[Location identification data]
## Begin

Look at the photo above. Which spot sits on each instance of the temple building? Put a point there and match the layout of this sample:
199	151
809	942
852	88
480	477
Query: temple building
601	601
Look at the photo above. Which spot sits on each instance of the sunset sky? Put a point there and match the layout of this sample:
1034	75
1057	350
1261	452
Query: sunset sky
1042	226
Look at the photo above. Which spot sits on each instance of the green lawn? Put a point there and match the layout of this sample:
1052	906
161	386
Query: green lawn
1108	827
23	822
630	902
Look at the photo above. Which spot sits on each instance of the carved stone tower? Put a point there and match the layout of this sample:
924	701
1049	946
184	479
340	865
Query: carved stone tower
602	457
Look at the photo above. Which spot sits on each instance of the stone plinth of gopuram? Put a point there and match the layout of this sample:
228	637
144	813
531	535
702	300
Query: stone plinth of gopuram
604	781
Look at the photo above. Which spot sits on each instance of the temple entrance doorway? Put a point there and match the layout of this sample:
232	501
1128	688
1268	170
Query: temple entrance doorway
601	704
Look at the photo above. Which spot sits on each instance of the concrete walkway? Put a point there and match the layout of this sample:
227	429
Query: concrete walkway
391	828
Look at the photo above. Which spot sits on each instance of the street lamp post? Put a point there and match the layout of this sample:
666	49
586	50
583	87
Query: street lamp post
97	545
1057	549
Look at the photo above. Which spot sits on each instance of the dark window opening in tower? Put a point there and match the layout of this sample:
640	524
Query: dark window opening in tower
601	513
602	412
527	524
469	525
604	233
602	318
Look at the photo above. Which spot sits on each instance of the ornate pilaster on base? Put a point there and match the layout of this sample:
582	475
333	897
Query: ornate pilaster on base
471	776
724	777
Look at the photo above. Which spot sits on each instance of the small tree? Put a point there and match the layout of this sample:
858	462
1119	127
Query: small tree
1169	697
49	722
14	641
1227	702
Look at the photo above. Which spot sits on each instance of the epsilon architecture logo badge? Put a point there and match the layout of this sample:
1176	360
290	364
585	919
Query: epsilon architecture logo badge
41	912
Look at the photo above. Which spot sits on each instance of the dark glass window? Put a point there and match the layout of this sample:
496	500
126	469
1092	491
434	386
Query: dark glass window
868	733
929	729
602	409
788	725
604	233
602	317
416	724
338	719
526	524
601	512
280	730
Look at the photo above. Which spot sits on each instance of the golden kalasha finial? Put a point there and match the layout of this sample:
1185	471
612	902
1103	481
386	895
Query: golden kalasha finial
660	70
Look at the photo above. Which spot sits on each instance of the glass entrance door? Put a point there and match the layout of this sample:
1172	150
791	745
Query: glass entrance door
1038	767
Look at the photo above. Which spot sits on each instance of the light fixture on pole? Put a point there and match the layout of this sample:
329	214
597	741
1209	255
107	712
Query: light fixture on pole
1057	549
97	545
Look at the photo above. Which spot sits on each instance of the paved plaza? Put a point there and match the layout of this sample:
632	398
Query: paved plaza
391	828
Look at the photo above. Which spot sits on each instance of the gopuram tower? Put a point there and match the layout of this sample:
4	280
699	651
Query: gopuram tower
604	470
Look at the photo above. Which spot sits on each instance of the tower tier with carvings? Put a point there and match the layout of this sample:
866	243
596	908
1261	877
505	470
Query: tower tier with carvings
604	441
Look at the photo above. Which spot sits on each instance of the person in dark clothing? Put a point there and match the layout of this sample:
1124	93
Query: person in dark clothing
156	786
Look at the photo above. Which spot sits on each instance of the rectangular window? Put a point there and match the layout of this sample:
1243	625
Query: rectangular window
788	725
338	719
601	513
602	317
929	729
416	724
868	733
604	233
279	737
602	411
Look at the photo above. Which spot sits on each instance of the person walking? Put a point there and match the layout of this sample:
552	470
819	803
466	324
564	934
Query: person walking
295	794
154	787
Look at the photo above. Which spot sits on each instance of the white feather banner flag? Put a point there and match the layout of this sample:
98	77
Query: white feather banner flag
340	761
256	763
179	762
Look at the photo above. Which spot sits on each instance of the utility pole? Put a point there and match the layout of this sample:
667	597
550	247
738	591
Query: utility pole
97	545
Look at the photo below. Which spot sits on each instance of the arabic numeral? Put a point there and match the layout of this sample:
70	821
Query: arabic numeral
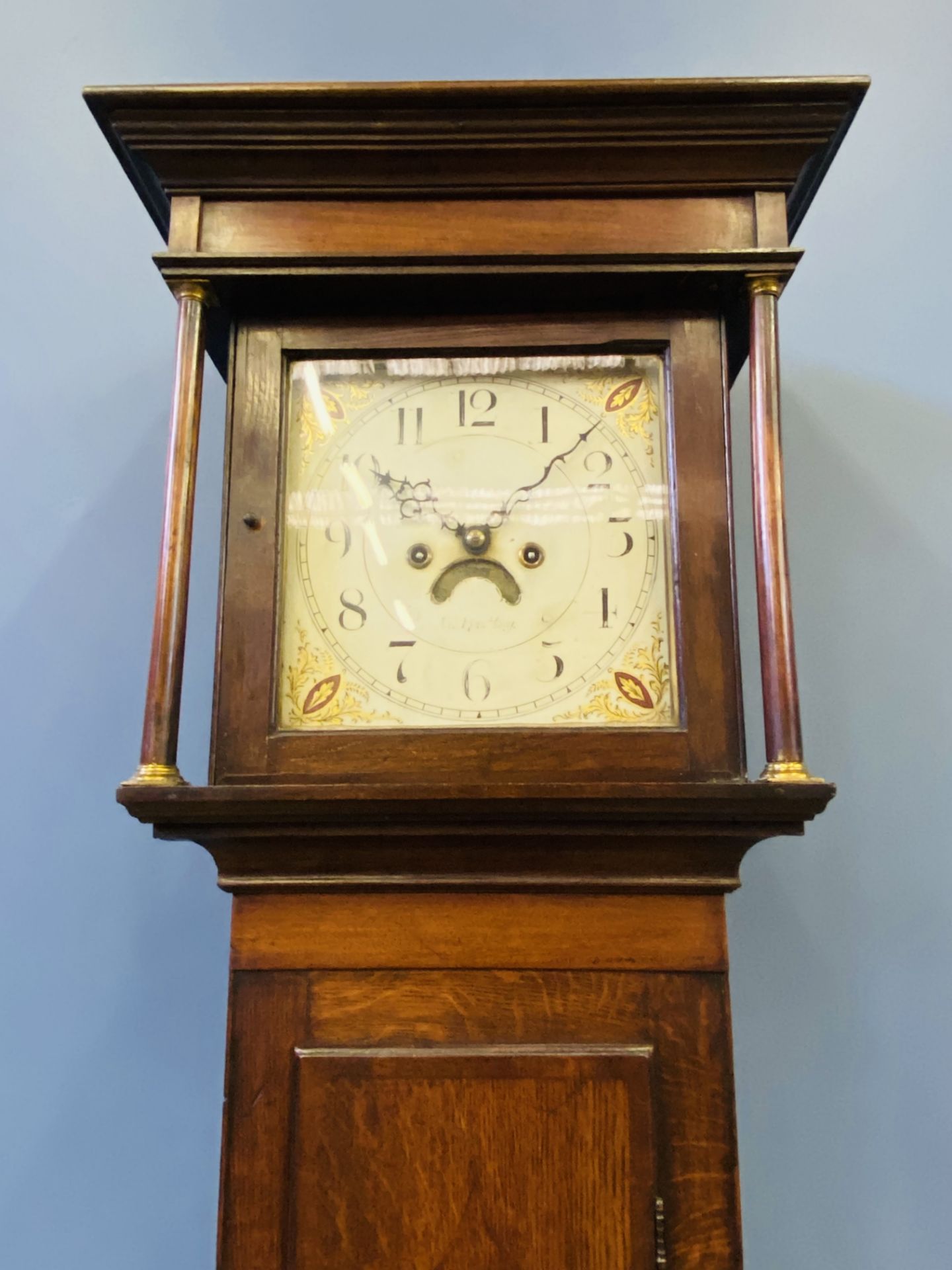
352	616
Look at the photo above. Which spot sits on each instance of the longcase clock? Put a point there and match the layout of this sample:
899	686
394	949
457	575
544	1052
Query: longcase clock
477	780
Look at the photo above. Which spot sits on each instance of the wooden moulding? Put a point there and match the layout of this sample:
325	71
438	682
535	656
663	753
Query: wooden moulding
462	228
433	931
602	139
684	837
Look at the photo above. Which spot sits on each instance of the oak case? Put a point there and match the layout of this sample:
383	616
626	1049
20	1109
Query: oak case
479	1010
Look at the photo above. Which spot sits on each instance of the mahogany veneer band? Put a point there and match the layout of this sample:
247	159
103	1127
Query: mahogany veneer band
366	933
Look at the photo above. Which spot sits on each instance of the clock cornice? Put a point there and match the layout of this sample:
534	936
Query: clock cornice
426	140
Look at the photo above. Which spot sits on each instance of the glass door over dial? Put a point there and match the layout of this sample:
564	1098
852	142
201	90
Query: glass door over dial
476	541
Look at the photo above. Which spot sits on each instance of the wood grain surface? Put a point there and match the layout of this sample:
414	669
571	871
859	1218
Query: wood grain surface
362	931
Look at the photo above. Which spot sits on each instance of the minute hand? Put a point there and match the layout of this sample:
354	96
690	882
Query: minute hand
495	519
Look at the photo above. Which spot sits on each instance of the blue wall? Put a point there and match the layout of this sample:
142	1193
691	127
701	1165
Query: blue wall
113	948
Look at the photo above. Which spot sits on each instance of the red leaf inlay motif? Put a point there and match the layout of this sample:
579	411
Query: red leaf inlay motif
633	690
321	695
623	396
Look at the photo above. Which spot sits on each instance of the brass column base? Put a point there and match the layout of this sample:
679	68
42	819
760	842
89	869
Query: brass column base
157	774
785	770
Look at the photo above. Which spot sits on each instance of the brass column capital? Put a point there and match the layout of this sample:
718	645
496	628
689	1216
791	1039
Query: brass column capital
764	285
193	288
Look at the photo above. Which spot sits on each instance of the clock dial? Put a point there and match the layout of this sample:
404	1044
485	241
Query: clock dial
476	541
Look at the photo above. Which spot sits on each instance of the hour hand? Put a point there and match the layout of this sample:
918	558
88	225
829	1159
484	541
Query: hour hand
415	499
524	492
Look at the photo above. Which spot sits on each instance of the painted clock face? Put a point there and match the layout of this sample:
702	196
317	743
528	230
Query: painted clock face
476	542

## End

Turn the data into a numbered list, starting at the line containing "brass column base?" and running through the final line of the data, both ends included. Leave out any blank lines.

Solution:
1. Look at the photo above. Which spot sits on each instance of the brass column base? Put a point there and match the layout of this sample:
2. 679	68
3. 42	819
4. 760	842
5. 89	869
6. Query: brass column base
7. 157	774
8. 785	770
9. Look at the photo above. Which spot sits on each instance of the brass column capital? Put a point there and match the layout of this sample:
10. 718	645
11. 496	628
12. 689	1216
13. 791	1039
14. Query: brass column capital
15. 764	285
16. 193	288
17. Look at the photo above. Which spot sits on each instance of the clock dial? Put a point there and match the layout of this sample:
18. 404	1044
19. 485	241
20. Query: clock dial
21. 476	541
22. Look at the photo above. Which spot sits on each instance of the hour hand? Put a point there and match the layout of this sample:
23. 918	558
24. 88	225
25. 829	1159
26. 484	541
27. Query: hour hand
28. 415	499
29. 524	492
30. Look at the photo above. Which spot sits on each instance of the painted clock face? Put a point there and match the layout of this sample:
31. 702	196
32. 317	743
33. 528	230
34. Query: painted clock face
35. 476	542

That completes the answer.